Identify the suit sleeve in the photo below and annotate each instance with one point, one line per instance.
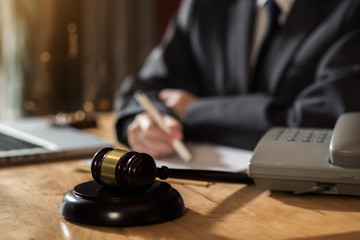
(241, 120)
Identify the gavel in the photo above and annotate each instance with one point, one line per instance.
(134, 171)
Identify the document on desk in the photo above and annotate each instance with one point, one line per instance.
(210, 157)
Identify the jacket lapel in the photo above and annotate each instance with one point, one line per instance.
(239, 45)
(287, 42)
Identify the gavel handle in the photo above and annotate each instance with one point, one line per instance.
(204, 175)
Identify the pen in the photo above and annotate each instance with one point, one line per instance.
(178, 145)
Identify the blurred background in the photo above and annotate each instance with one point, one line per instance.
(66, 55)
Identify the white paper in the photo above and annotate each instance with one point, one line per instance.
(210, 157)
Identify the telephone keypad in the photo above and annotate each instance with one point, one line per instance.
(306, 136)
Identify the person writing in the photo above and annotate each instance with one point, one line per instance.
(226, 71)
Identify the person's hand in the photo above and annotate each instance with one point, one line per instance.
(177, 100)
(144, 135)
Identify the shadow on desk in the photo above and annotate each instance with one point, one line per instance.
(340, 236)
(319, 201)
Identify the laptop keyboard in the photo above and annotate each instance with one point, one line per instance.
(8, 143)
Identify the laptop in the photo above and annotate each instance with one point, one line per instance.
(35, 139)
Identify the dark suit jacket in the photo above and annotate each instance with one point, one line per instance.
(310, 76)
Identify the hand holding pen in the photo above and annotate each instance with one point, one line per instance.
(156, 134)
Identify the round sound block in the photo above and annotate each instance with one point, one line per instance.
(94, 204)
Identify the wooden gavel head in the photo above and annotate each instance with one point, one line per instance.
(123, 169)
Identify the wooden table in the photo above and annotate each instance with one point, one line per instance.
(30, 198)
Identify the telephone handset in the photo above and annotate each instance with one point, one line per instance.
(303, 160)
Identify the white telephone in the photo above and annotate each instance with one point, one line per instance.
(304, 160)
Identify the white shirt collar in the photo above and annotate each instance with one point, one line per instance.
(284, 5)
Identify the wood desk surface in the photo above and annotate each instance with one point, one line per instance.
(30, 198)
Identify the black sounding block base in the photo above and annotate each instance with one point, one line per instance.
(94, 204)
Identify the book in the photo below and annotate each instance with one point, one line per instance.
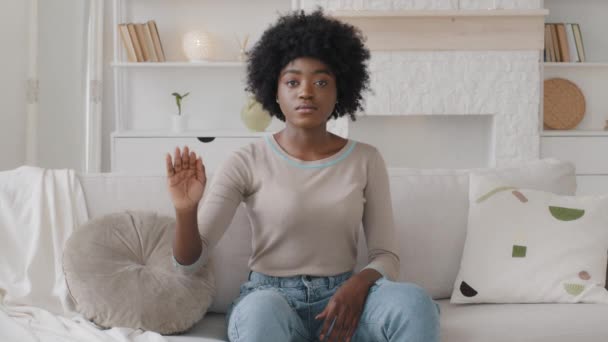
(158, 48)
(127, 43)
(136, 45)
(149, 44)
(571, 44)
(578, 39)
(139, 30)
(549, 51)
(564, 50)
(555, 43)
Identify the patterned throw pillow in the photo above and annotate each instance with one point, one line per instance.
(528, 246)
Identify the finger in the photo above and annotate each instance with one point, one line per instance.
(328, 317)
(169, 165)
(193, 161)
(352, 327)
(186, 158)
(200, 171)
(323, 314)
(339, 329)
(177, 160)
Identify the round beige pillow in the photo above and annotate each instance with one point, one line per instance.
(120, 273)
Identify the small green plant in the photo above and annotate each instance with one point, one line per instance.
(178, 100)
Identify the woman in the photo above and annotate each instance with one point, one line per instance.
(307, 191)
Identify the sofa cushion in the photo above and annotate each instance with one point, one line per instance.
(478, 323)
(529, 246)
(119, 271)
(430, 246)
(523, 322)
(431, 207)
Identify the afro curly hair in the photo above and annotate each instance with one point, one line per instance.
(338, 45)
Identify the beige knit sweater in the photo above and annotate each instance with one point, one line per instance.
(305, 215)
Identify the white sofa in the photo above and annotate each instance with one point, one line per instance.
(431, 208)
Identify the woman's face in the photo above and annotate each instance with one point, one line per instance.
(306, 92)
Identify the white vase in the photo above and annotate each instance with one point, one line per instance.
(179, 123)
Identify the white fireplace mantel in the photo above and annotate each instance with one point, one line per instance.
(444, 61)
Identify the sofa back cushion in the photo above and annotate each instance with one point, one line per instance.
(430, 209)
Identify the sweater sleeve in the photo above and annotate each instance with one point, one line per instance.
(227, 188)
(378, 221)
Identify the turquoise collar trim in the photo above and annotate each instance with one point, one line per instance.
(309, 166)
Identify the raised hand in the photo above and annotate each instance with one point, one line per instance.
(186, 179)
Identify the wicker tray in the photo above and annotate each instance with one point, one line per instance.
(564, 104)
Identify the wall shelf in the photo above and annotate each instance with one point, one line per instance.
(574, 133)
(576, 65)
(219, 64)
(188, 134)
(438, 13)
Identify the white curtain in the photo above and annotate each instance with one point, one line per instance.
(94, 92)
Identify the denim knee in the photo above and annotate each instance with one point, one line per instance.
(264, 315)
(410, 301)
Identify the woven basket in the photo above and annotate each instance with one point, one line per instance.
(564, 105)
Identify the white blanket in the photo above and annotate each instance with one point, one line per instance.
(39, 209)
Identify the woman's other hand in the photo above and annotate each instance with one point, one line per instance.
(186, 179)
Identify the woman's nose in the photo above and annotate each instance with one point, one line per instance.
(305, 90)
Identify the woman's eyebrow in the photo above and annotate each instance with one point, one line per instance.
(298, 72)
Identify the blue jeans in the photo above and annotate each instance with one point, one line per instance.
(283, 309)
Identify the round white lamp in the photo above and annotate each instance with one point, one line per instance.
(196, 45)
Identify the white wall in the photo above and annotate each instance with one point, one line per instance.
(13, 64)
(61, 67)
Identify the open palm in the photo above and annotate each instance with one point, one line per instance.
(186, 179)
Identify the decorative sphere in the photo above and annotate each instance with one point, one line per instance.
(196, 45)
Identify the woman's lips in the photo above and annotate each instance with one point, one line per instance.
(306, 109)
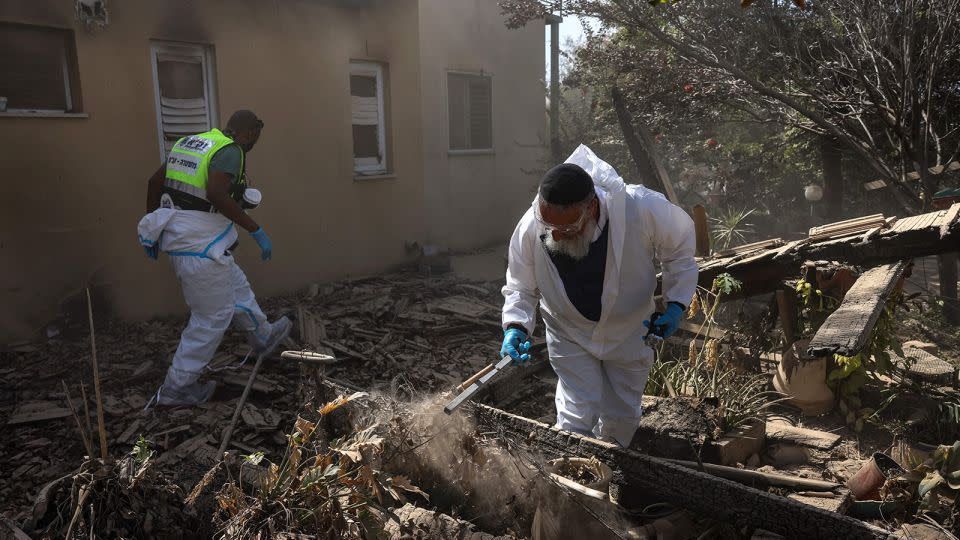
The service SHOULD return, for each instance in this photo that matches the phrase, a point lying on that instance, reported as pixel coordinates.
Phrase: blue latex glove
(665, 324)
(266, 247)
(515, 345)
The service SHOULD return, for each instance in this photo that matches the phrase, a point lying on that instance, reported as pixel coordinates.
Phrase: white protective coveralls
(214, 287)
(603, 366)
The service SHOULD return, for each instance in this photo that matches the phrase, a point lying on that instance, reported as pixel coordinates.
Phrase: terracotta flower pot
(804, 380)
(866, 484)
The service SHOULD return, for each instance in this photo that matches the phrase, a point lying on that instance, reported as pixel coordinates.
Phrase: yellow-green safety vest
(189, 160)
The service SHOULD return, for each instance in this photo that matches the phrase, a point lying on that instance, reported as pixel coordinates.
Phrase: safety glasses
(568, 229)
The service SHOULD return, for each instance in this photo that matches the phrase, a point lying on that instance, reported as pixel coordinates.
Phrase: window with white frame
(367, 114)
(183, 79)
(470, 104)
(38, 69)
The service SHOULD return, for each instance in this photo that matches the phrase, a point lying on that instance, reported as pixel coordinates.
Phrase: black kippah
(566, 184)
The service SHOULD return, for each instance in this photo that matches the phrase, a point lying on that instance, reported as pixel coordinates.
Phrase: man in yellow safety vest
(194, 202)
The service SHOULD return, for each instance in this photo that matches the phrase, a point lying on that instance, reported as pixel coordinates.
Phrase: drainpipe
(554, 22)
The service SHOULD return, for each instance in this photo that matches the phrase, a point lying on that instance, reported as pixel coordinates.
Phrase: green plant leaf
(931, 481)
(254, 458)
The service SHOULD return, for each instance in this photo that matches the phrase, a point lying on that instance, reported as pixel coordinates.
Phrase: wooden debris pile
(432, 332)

====================

• [Task details]: Output every entry exactly as given; pictures are not part of the copy.

• [Answer section]:
Identify the suit sleeve in the photo below and annotate each instance with one point, one line per instance.
(241, 120)
Identify the gavel in the photo above and annotate each instance with one point, one line per instance.
(134, 171)
Identify the document on desk in the photo above and annotate each instance with one point, one line per instance.
(210, 157)
Identify the jacket lapel in the photo above and annotate each instance with one point, one line per instance.
(239, 45)
(287, 42)
Identify the gavel handle in the photo above and annotate each instance with one point, one line per instance.
(204, 175)
Identify the pen in the photo above and annotate each instance with one point, one line per instance.
(178, 145)
Identify the blurred background in the photo above and annotate each instance with one point, one line per instance.
(66, 55)
Identify the white paper in the photo above and annotate each instance with one point, one line per instance.
(210, 157)
Identify the telephone keypad in the photo above and annotate each instance with one point, one line per instance.
(306, 136)
Identify the person writing in the photo above and annotate each instance with one point, one line per instance.
(226, 71)
Identify the person's hand in the photo above and annotate each instance with one point, one line per instance.
(177, 100)
(144, 135)
Identify the shadow on desk in the photo above and annotate each instance with one point, one line per instance.
(340, 236)
(319, 201)
Identify the laptop keyboard in the photo above and annotate each instance with one point, one line per instance.
(8, 143)
Identify the laptop in the photo above and annotate each instance with one point, one line per instance.
(35, 139)
Identify the dark suit jacket in the photo above and annotate each instance with one point, one line per instance.
(310, 76)
Identify the hand holding pen in the photo above and annotate each instance with one point, one line per instance.
(156, 134)
Identify the round sound block in the photo above and annotate each instance with one point, one line per instance.
(94, 204)
Identify the wooden gavel head in the photo above and annotate each instance with one point, one line per instance.
(123, 169)
Identify the wooden table in the photo above and annotate each instance with one point, one line per instance.
(30, 198)
Identify the telephone handset in the photo above and annotate each instance with one point, one line per instance.
(303, 160)
Identify the white telephone in the photo above and annotate each instance with one point, one line per instance.
(304, 160)
Identify the white shirt collar in the photo above and annotate each instance with one point, one line per instance.
(284, 5)
Identify the wood desk surface in the photo above and annotate each instance with one point, one line per instance.
(30, 198)
Identify the black sounding block base in the photo above and annotate each instance with one point, one line per instance.
(94, 204)
Identify the book in the photo below and annotate each instance with one point, one line per instance.
(158, 48)
(127, 43)
(136, 45)
(149, 44)
(571, 44)
(578, 39)
(139, 30)
(549, 51)
(564, 50)
(555, 43)
Identify the patterned throw pillow in the photo above and annotate each instance with one point, one line per instance.
(528, 246)
Identify the finger in the photo above and annotate each instance with one point, one line per instance.
(328, 317)
(169, 165)
(193, 161)
(352, 327)
(186, 158)
(200, 171)
(323, 314)
(339, 329)
(177, 160)
Identify the round beige pillow in the photo above and annotate each instance with one point, one line per instance.
(120, 273)
Identify the small green plant in the photo above and annotate each instance with one point, one line per instance.
(178, 100)
Identify the woman in the photo above and annotate each instance with one point, one line per instance.
(307, 191)
Identify the sofa cushion in the photo above and annotate each instance with one point, one line per instance.
(478, 323)
(529, 246)
(119, 271)
(430, 246)
(523, 322)
(431, 207)
Identify the afro curly hair in the photo above and annotate each instance with one point, one line per instance.
(338, 45)
Identify the beige knit sweater in the photo above and annotate each instance with one point, one line per instance.
(305, 215)
Identify the white sofa in the photo above and annotate each instance with one point, one line per instance.
(431, 208)
Identify the woman's face in the photo above and annotate each instance with one point, one line per instance.
(306, 92)
Identify the white vase in the photo above and annotate each instance with one point, one line per instance.
(179, 123)
Identify the white fireplace mantel in the photo above and annotate each instance with one point, one line per instance.
(444, 61)
Identify the sofa back cushion in the photo above and annotate each instance with one point, one line per instance.
(430, 209)
Identify the sweater sleeve in the photo above and annotate each instance with one point, one line per instance.
(227, 188)
(378, 221)
Identify the turquoise collar trim in the photo above and annotate each instance with one point, one line per instance.
(309, 166)
Identify the raised hand in the photo above and annotate each instance with one point, one line per instance.
(186, 179)
Identify the wicker tray in the photo above and annotate each instance with one point, one line per instance.
(564, 104)
Identify the wall shelf in the photo above and annotate each instance with one point, one line per instance.
(574, 133)
(576, 65)
(219, 64)
(188, 134)
(438, 13)
Identify the white curtain in the photo above and annotate each instance with one point, one line per instance.
(94, 92)
Identify the denim knee in the photo above and annotate each instance with one point, one line per instance.
(264, 315)
(410, 301)
Identify the woven basket in the photo above and annotate each instance with one point, one line per instance.
(564, 105)
Identify the white blanket in the photo above and annotate each instance with one point, one line per instance.
(39, 209)
Identify the woman's other hand in the photo above and annotate each instance with one point, one line per instance.
(186, 179)
Identify the woman's nose in the photo above and annotate each instance with one point, one line per instance.
(305, 90)
Identify the woman's eyebrow in the photo above and annotate each instance with one point, one line per instance.
(298, 72)
Identify the blue jeans in the photo above and annotate each instance with one point, one line per instance.
(283, 309)
Identify the round white lamp in the photo above and annotate each instance with one point, one line per instance.
(196, 45)
Identify the white wall in the photo above and annotate each instance with one point, one line per instance.
(13, 64)
(61, 67)
Identify the open palm in the photo above and annotate each instance with one point, one line per instance.
(186, 179)
Identify the decorative sphere in the photo above and annotate each instance with one point, one line per instance.
(196, 45)
Identify the woman's lips in the photo above and annotate each instance with one point, one line per instance.
(306, 109)
The service SHOULD return, for each instance in this photo that matches the phrase, a point lying on that instance, reported as pixel coordinates.
Phrase: blue latex glove
(665, 324)
(266, 247)
(515, 345)
The service SHOULD return, for each instance in this photo that matches the phrase, a point lying on that instance, reported as pixel coordinates.
Phrase: white protective coveralls
(214, 287)
(603, 366)
The service SHOULD return, for each instance in this photo that matches the phrase, a point lying on that instance, reported as pixel coordinates.
Phrase: terracotta flower pot
(804, 380)
(866, 484)
The service SHOULD return, for each instance in this photo that matches the phrase, a point lying on that instance, reported as pixel coordinates.
Phrase: yellow-green safety vest
(189, 160)
The service SHOULD return, for each instance in this photo that matches the phrase, a point lying on that instance, reported as pixel coordinates.
Phrase: safety glasses
(568, 229)
The service SHOULD return, for each instance in this photo that matches the phrase, a point lying on that instance, reported as pixel coordinates.
Phrase: window with white frame
(367, 114)
(183, 79)
(470, 104)
(38, 69)
The service SHOULD return, for each instance in this photo that matches the phrase, a point lying on that instance, reported as pixel coordinates.
Phrase: black kippah
(566, 184)
The service SHOULD return, for each instance in this photo that matches the phrase, a point lying on that instance, reported as pixel coordinates.
Phrase: man in yellow safety vest
(194, 202)
The service SHOULD return, for each instance in this photo that matches the phrase, a point lying on that instance, reported as pixel coordinates.
Phrase: drainpipe
(554, 22)
The service SHOULD return, for each instance in this photo that matches the phrase, a point lying on that instance, reported as pixel coordinates.
Phrase: green plant leaf
(931, 481)
(254, 458)
The service SHOULD return, for each instance in this photo that matches the phrase, a point lying on that instance, reported as pixel coordinates.
Phrase: wooden debris pile
(432, 332)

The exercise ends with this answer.